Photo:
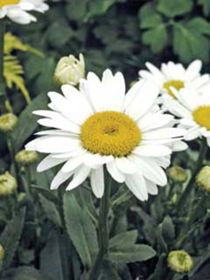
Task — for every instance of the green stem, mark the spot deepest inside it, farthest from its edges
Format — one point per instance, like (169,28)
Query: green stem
(187,190)
(2,81)
(103,227)
(187,230)
(12,156)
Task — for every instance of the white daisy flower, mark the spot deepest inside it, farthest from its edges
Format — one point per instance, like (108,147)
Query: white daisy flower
(193,111)
(17,10)
(172,76)
(99,126)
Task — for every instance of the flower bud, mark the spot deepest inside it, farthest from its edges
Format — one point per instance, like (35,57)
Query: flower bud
(21,197)
(8,122)
(8,184)
(70,70)
(203,178)
(26,157)
(177,174)
(2,254)
(180,261)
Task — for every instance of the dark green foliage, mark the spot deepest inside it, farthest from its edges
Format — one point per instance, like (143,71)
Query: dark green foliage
(55,235)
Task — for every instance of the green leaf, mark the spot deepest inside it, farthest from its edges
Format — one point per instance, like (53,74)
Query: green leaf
(13,72)
(199,25)
(124,239)
(161,267)
(10,237)
(58,38)
(77,11)
(108,272)
(168,229)
(206,6)
(174,8)
(148,16)
(54,257)
(80,229)
(100,7)
(27,122)
(156,38)
(50,210)
(40,70)
(23,273)
(132,253)
(190,42)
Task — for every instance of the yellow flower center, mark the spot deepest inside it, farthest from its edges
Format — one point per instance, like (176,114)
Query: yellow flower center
(201,115)
(177,84)
(110,133)
(8,2)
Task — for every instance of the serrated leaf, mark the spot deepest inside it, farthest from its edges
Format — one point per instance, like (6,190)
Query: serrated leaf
(189,43)
(148,16)
(23,273)
(156,38)
(12,43)
(174,8)
(199,25)
(75,11)
(108,271)
(27,122)
(206,6)
(10,237)
(80,229)
(132,253)
(124,239)
(50,210)
(58,38)
(13,72)
(168,229)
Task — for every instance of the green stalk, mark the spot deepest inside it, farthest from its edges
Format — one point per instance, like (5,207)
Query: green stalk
(187,191)
(2,82)
(103,227)
(187,230)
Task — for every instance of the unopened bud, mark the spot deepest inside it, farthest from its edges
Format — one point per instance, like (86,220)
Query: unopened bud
(177,174)
(8,184)
(180,261)
(8,122)
(203,178)
(26,157)
(70,70)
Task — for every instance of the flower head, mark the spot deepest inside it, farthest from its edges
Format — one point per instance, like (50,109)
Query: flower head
(8,122)
(174,77)
(180,261)
(8,184)
(26,157)
(99,126)
(18,10)
(203,178)
(177,174)
(70,70)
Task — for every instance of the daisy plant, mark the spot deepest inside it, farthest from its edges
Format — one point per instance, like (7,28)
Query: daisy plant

· · · ·

_What the task asks_:
Reproduce every line of the records above verbatim, omitting the pictures.

_Output_:
Photo:
Task — for every instance of the green stem, mark the spot deepest inside it, farthest from its edges
Format — one point per instance, like (169,28)
Query: green stem
(187,190)
(2,81)
(103,227)
(187,230)
(12,156)
Task — for every instance of the white daisy flower, mark the spot deepest inside it, farthest from its edges
Format — one point per instance, like (108,147)
Query: white daisy flower
(193,111)
(17,10)
(172,76)
(99,126)
Task — for every instance of the flower bud, mark the spot deepest inside it, farthest from its edges
Format — one point per instance, like (35,57)
Query: flower bud
(21,197)
(8,122)
(8,184)
(70,70)
(203,178)
(26,157)
(177,174)
(2,254)
(180,261)
Task — for every instance of the dark green foliage, mark the spot deepest inside it, farthest from its edges
Format — one point per instance, like (143,71)
Query: dark green foliage
(55,235)
Task — for every instance of the green leaf, mark the spot deepest inside it, farthest from its edges
Format — one point per instance, like (53,74)
Query: green leaf
(13,72)
(199,25)
(124,239)
(161,267)
(10,237)
(58,38)
(77,11)
(108,272)
(168,229)
(206,6)
(174,8)
(148,16)
(54,257)
(80,229)
(100,7)
(27,122)
(156,38)
(50,210)
(40,70)
(23,273)
(132,253)
(190,42)
Task — for every instance of the yellow flower center, mark the spot deepest inside it, farthest from its edges
Format — one point per instance, like (176,114)
Query: yellow flower center
(201,115)
(177,84)
(110,133)
(8,2)
Task — for every instance of the serrated leaf, mark the spot deepest inside it, farthest from its edges
Format — one point per instance, like (6,190)
Query: serrated leaf
(189,43)
(148,16)
(23,273)
(156,38)
(12,43)
(174,8)
(199,25)
(75,11)
(108,271)
(27,122)
(206,6)
(10,237)
(80,229)
(132,253)
(124,239)
(50,210)
(58,38)
(13,72)
(168,229)
Task — for every instance of the green stalk, mark the spot deepest inside it, farthest from its edges
Format — one point per instance, like (5,207)
Query: green stalk
(187,191)
(2,82)
(103,227)
(187,230)
Task — for every instance of the unopened bud, mark the spot deepest inside it, farthest from its edges
Format — one point per instance, like (86,220)
Query: unopened bud
(177,174)
(8,184)
(180,261)
(8,122)
(203,178)
(26,157)
(70,70)
Task — for every instance of the flower head, mark the spot deepest inside it, farthest from its edges
Format — one point per instance, like (50,109)
Query: flower head
(8,122)
(174,77)
(180,261)
(8,184)
(26,157)
(99,126)
(18,10)
(203,178)
(177,174)
(70,70)
Task — for every instance of the daisy plant, mark the spot deepest inside it, farthest from its edges
Format — one point per instance, like (7,28)
Query: daisy plant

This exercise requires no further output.